So, in that context, it makes no sense for anyone to follow a unified "master"
since it would, on occasion, incorporate incompatible changes.
From the first release (or even before), an enduring (stable) branch name
needs to serve as the master for that release sequence. That is why I suggest
that each minor version should have its own master name.
By the version numbering convention, we are required to provide backward
compatibility within that branch, but not when we switch to a new version-master branch.

(3) In general, new features are not based on the "stable" version of a release branch.
They need to be based on the version that already includes those features which have
been accepted for inclusion in the next (less stable) release. The only PR submissions that
are appropriate for the master branch are the few that represent an actual formal release.
ALL others need to first pass through a less development branch.

@goeland86
Copy link
Member

The argument against having just a single "master" branch.

(1) It only allows for a single "flavor" of the project.
In my experience, "marketing" ends up requiring the distribution
of specialized adaptations of the same general product. Whether permanent,
or not, each of those should be developed in a style consistent with there
being a "master" branch that represents that exact product.

# [Set problem A]
According to the branching discussion, what should each minor version have?
# [Set problem B]
Which distinct words appear inside double quotation marks in the branching discussion?
# [Set problem C]
Copy the branching discussion word for word from "(3) In general, new" to "actual formal release.".

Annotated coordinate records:

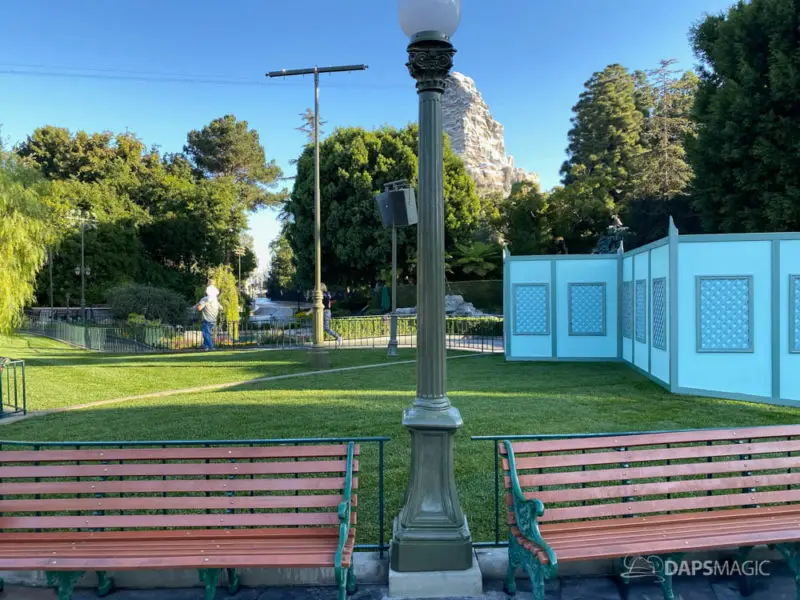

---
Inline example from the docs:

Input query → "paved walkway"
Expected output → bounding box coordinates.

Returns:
[0,354,488,425]
[0,575,796,600]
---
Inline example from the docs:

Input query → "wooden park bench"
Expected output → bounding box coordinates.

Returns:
[0,442,359,600]
[500,425,800,600]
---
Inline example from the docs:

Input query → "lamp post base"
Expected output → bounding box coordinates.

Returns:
[391,399,472,572]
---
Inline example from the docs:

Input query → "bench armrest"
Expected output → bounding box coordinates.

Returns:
[334,442,354,568]
[503,440,558,575]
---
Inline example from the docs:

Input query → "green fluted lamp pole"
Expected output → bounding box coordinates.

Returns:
[391,0,473,571]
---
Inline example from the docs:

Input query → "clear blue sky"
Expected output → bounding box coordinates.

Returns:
[0,0,732,268]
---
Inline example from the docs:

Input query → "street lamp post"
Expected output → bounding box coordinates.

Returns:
[67,209,97,325]
[391,0,473,571]
[267,65,367,367]
[233,245,245,290]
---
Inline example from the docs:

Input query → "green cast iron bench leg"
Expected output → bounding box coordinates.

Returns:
[198,569,221,600]
[347,557,358,594]
[620,552,683,600]
[45,571,85,600]
[97,571,114,598]
[226,569,241,596]
[769,542,800,598]
[503,532,555,600]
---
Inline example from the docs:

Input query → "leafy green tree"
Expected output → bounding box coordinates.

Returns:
[561,64,649,210]
[689,0,800,233]
[285,125,482,286]
[449,242,503,279]
[184,115,285,210]
[548,173,616,254]
[295,108,327,144]
[636,59,698,199]
[267,229,297,296]
[106,283,191,325]
[0,155,52,334]
[498,181,553,255]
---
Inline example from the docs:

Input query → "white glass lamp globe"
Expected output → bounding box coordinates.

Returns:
[398,0,461,37]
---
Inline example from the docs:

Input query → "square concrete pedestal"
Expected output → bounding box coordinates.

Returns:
[389,551,483,598]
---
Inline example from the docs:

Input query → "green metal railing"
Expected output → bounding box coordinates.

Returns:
[0,358,28,419]
[470,427,768,547]
[25,315,503,354]
[0,436,391,557]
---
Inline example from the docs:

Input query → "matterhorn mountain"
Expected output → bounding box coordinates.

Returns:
[442,72,539,196]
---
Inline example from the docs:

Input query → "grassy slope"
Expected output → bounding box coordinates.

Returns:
[0,356,800,543]
[0,336,416,411]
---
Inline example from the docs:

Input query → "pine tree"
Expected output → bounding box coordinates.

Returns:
[637,59,698,200]
[561,64,648,206]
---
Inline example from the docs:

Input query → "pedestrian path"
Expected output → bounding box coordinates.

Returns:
[0,574,796,600]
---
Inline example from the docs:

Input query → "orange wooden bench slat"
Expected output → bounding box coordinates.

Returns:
[542,515,798,547]
[0,444,359,463]
[500,425,800,455]
[508,490,800,523]
[0,512,355,531]
[0,460,358,479]
[505,456,800,488]
[0,524,339,544]
[503,439,800,473]
[536,527,798,561]
[542,506,800,534]
[0,477,358,496]
[0,494,354,510]
[506,473,800,506]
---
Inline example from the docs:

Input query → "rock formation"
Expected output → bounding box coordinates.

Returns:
[442,73,539,196]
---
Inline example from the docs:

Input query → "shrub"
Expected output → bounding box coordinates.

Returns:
[106,283,188,325]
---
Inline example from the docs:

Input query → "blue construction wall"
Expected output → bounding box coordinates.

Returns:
[619,238,670,385]
[778,240,800,401]
[678,240,772,397]
[504,256,619,360]
[505,226,800,405]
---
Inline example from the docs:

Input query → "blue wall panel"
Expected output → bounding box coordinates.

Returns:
[650,246,672,383]
[678,240,772,397]
[620,256,634,363]
[556,256,618,359]
[778,241,800,401]
[506,258,552,359]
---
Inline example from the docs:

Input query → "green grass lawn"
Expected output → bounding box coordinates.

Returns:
[0,335,416,411]
[0,346,800,543]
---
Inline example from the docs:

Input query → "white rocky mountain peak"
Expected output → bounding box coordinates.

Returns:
[442,72,539,195]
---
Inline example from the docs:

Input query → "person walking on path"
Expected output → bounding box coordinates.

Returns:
[197,281,221,352]
[322,283,342,346]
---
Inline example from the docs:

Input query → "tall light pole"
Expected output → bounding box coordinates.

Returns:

# [Task result A]
Its own master name.

# [Task result B]
master, stable, flavor, marketing

# [Task result C]
(3) In general, new features are not based on the "stable" version of a release branch.
They need to be based on the version that already includes those features which have
been accepted for inclusion in the next (less stable) release. The only PR submissions that
are appropriate for the master branch are the few that represent an actual formal release.